Extract:
-*-
Four Digital Point-of-Care Startups Changing Behavioral Health
While Behavioral Health innovations, new business models and the shift to virtual care were already booming prior to 2020, they have now gained center stage. The reason is clear — the pandemic itself has been stressful for everyone. From Baby Boomers to Generation Z, each life stage comes with its own unique set of stressors during a global crisis, and no one is immune.
While one in 5 Americans already have some type of mental health condition, the pandemic has given most a reason to seek some type of professional help to learn coping strategies for the anxiety caused by global uncertainty.
The decades-old business model has shifted, and while the $100-$400+ in-person therapy visit still exists, many companies and employers realize offering virtual video visits, phone appts, chat-app therapy, coaching and even AI-powered solutions fit into people’s lives better, and not just during a pandemic.
Here are four startups on the cutting edge of behavioral health with distinctly different virtual offerings instead of a typical 50 minute in-person appointment in a clinic.
Behavioral Health Coaching + Companion Wearable
Feel Therapeutics is one of the virtual behavioral health companies that combines Remote Patient Monitoring (RPM) with coaching. Through a smart wristband with 5 sensors, Feel analyzes heart rate, heart rate variability, temperature and electrodermal response, also known as galvanic skin response. Electrodermal response is a measurement of the electrical changes in sweat glands. This has been shown to help categorize someone’s emotional state. By leveraging cutting-edge AI, Feel is able to learn about an individual’s normal daily patterns and can identify the individual’s emotional changes. That in turn helps to identify triggers so Feel can provide personalized guidance to help that individual learn how to regulate their negative emotions. Personalized behavioral medicine where and when someone needs it the most.
Freemium Behavioral Health
CEO Ron Gentile
There are many direct-to-consumer and B2B2C smartphone apps available that are free for the basic app, or users can pay a monthly subscription fee for the premium version. In some cases, the B2B2C means the premium version is available for free through an employer’s wellness program. Moodfit is one example of a freemium app that anyone can access for free. Because Moodfit recognizes there is no one-size-fits-all approach to behavioral health, it works with the user to come up with a personalized plan. The plan could include different approaches, such as CBT, goal setting, meditations, mood journaling, and breathing exercises.
-*-
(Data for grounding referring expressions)

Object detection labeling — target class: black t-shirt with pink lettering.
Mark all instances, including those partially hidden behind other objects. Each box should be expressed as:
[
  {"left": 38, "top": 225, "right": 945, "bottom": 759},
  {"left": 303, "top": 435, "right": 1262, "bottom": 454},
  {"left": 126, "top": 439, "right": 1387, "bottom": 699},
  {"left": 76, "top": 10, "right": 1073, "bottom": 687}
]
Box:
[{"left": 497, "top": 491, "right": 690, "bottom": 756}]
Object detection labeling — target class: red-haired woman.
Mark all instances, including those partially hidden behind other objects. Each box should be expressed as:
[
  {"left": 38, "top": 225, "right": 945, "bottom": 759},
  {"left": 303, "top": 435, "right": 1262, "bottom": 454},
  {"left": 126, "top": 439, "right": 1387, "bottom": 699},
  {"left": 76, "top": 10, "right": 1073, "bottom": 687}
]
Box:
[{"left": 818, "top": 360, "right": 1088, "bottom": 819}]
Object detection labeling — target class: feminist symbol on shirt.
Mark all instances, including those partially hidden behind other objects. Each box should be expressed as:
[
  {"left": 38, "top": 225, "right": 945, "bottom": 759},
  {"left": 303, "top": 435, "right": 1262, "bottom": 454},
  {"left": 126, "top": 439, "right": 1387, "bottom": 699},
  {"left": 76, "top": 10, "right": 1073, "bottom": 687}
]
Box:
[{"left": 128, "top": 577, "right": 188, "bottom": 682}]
-*-
What to do:
a. In the article on behavioral health startups, how many sensors does the Feel Therapeutics wristband contain?
b. List every approach that, according to the article on behavioral health startups, a personalized Moodfit plan could include.
c. Continue the article on behavioral health startups from the point where it ends.
The records are unrelated material and have no connection to the article on behavioral health startups.

Answers provided:
a. Five sensors.

b. CBT, goal setting, meditations, mood journaling, and breathing exercises.

c.
Addressing the Unique Needs of a Specific Group
There are behavioral health apps specifically focused on a minority group, providing a much-needed safe haven and product that understands that group’s unique needs. Co-founded by Marah Lidey and Naomi Hirabayashi, Shine is a great example of a BIPOC-centered behavioral health app. They initially founded the company because they didn’t see themselves represented in mainstream behavioral health. It turns out, only about 1/3 of Black adults receive the behavioral healthcare they need, and many times it is due to a lack of access to tools and providers.
What makes Shine so different is that the team consists of 80% minorities, and the content creators are mostly black. Every group has a unique set of challenges, language, and communication style, which hadn’t been recognized in mainstream healthcare until recently. Customized self-care plans help users notice their thoughts and gain power over them, and ultimately feel like they are seen and heard in the world of self-care. Shine has created a community that is inclusive and representative of their users.
Democratizing Behavioral Health with AI Chatbots: No Human Needed
The WoeBot mental health chatbot was originally created by Stanford psychologists and has now been used in over 120 countries. They have more than $123M in funding, with some important investors including Bayer, BlackRock, NEA, Jazz Venture Partners, and Andrew Ng’s AI fund. Similar to Digital Therapeutics like Pear Therapeutics, WoeBot uses the gold standard in therapy, Cognitive Behavior Therapy (CBT), to help the patient with everything from depression to anxiety and more. It also uses some elements from interpersonal psychotherapy (IPT). In 2021, they were granted a Breakthrough Device Designation for their digital therapeutic for postpartum depression (PPD).
Because WoeBot is AI-based, the software has the ability to learn about the individual over time and alter the CBT approach based on that data. WoeBot has a free version anyone can use, and it can reach people outside of the traditional healthcare system, on-demand when they need it the most. The best healthcare fits into the individual’s daily workflow, not just the healthcare professional’s daily workflow. This is the type of innovative solution that scales across the globe and democratizes CBT-based behavioral healthcare to anyone with a device and connectivity.